-- SELECTION start --

5 (Mid-Decade) Amish Population Facts That Might Surprise You

Where have the Amish been settling lately? How rapidly are they growing? Where are the Amish “hot spots” on the map?

Over the past half-decade or so, the Amish have boosted their presence on the US (and world) map by adding communities in new, often never-before-settled places.

These include four new states (Vermont, South Dakota, Wyoming and Idaho), a pair of Canadian provinces (New Brunswick and Prince Edward Island), and even two South American countries (Argentina and Bolivia).

amish-population-density-map
Section of article map showing heaviest-settled Amish areas. View full map here

Thanks to a high birth rate and high retention, the Amish population is constantly growing. This leads to existing settlements getting denser, and inevitably, Amish in search of sparser pastures forming new ones.

On that note, I recently dipped back into an article in the Autumn 2015 Journal of Amish and Plain Anabaptist Studies (“A Mid-Decade Update on Amish Settlement Growth” by Joseph F. Donnermeyer & Cory Anderson).

In this article, the authors look at places where the Amish are growing both regionally, and on a state/province level.

They note that “new settlement growth has been most pronounced in states bordering historic regions of Amish settlement.” They reference an Amish population doubling time of 20.5 years, similar to that seen in these Young Center figures. They break down Amish population figures by US Census Bureau region. You’ll also find some neat regional settlement maps (in addition to the density map, partially pictured above).

-- SELECTION end --

*WORK TO COMPLETE*:
What Amish population doubling time does the Amish settlement article say the authors reference?

-- RECORDED DATA start --

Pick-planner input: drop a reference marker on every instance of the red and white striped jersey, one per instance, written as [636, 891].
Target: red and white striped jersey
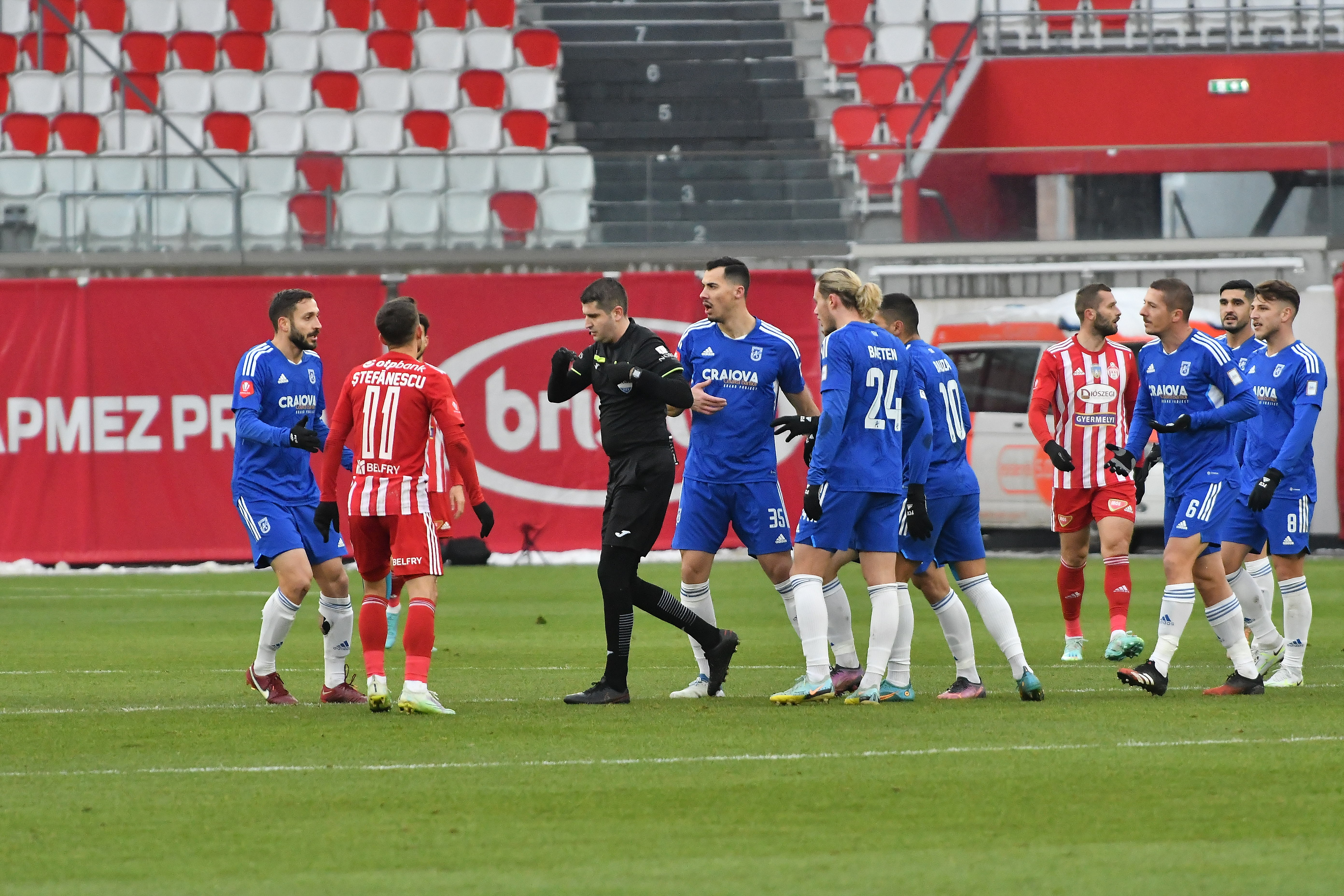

-- RECORDED DATA end --

*TASK RESULT*:
20.5 years